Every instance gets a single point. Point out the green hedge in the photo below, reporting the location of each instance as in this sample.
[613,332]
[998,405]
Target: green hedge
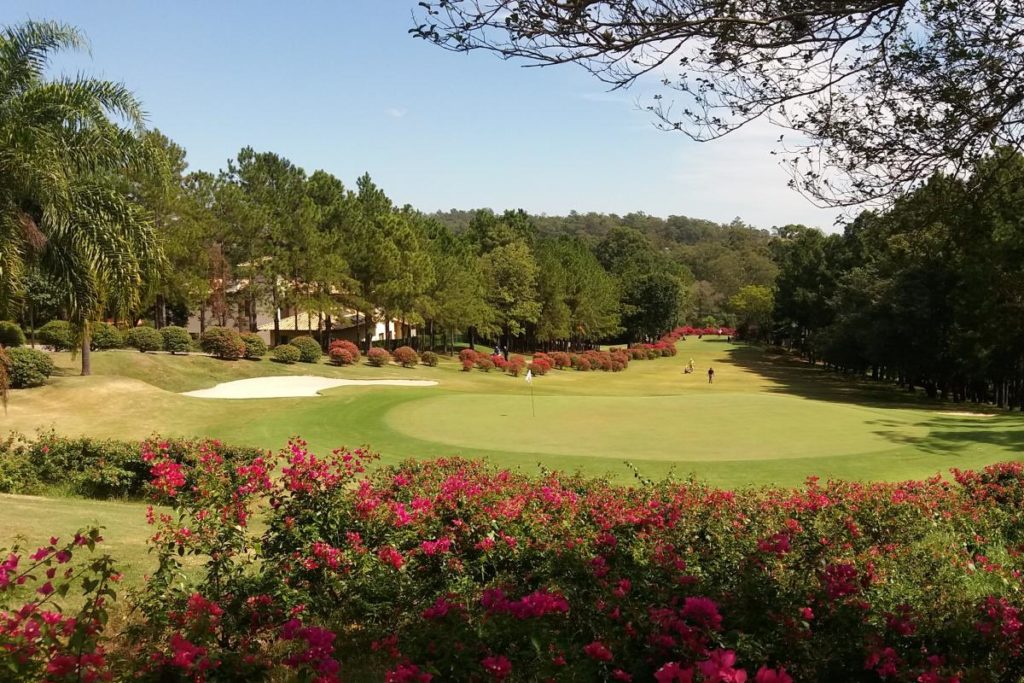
[176,340]
[10,334]
[309,350]
[104,336]
[144,339]
[56,334]
[28,367]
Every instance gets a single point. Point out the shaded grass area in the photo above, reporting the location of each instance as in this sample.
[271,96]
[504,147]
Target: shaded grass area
[765,420]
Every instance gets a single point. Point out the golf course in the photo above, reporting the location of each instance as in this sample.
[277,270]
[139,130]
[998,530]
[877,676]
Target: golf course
[766,419]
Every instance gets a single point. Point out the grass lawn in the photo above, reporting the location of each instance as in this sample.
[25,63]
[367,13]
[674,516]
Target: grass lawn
[765,420]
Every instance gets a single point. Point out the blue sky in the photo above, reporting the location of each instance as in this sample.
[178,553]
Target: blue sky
[342,86]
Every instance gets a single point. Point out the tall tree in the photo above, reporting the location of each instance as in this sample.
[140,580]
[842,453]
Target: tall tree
[60,150]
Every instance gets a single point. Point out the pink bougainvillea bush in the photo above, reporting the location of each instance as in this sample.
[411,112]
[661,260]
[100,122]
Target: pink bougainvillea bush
[452,569]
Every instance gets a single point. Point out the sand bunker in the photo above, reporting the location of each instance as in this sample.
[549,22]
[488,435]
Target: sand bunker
[291,385]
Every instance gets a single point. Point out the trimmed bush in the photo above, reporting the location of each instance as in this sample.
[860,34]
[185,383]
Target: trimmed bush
[343,352]
[10,334]
[223,342]
[378,357]
[144,339]
[104,336]
[28,367]
[286,353]
[309,350]
[56,334]
[407,356]
[176,340]
[515,366]
[255,346]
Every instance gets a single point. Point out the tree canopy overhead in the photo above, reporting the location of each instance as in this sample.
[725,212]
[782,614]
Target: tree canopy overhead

────

Requirement |
Set down every entry above again exactly, dropping each picture.

Solution below |
Every instance gets a single point. Point out the green hedge in the photo below, reporting the location of each instance as in this sample.
[613,332]
[998,405]
Target: green hedge
[176,340]
[10,334]
[309,350]
[104,336]
[144,339]
[56,334]
[28,367]
Every instance gets a single point. Point out the shaded grass area in the photo above, reporting the location of each instance as in this sample.
[271,96]
[504,147]
Target: shaded grass area
[765,420]
Every instance gets a single point. Point out the golf course in the photo above, reporting the location of each instance as in this sample.
[277,270]
[139,130]
[998,530]
[877,676]
Target: golf course
[766,419]
Every instance gets a single point. Point out the grass lawn in the photo above, reporting the location of each instance as in this sample.
[25,63]
[367,13]
[674,516]
Target: grass lawn
[765,420]
Every instance gets a single point. Point out the blue sky in the photo above, reporting the location of each instance as in this sample.
[178,553]
Target: blue sky
[342,86]
Every instance gets a single point. Point out the tall tree in the photo above, reporting the location of each instance as in this sample.
[140,580]
[842,453]
Target: tall tree
[60,150]
Every instance gets a single point. Point out the pink bougainvillea bush in the photo above, reporting the location of each instance as in this sample.
[411,112]
[661,260]
[100,122]
Target: pink bougainvillea bush
[452,569]
Every instance gets a single point. Point out the sand bunker in the photo above, reporting the location of each instance as in this sample.
[549,22]
[488,435]
Target: sand bunker
[291,385]
Every instance gets a single point. Point out the trimmed bush in the photo above, reporting the location of each instance as in this sample.
[860,34]
[185,383]
Target: trimmed bush
[343,352]
[10,334]
[223,342]
[378,357]
[144,339]
[104,336]
[28,367]
[286,353]
[309,350]
[56,334]
[407,356]
[176,340]
[515,366]
[255,346]
Every instance gets a single point. Point out the tree canopy overhead in the photo above, reporting the location of each instance as in this sample.
[725,212]
[782,614]
Target: tree canopy overhead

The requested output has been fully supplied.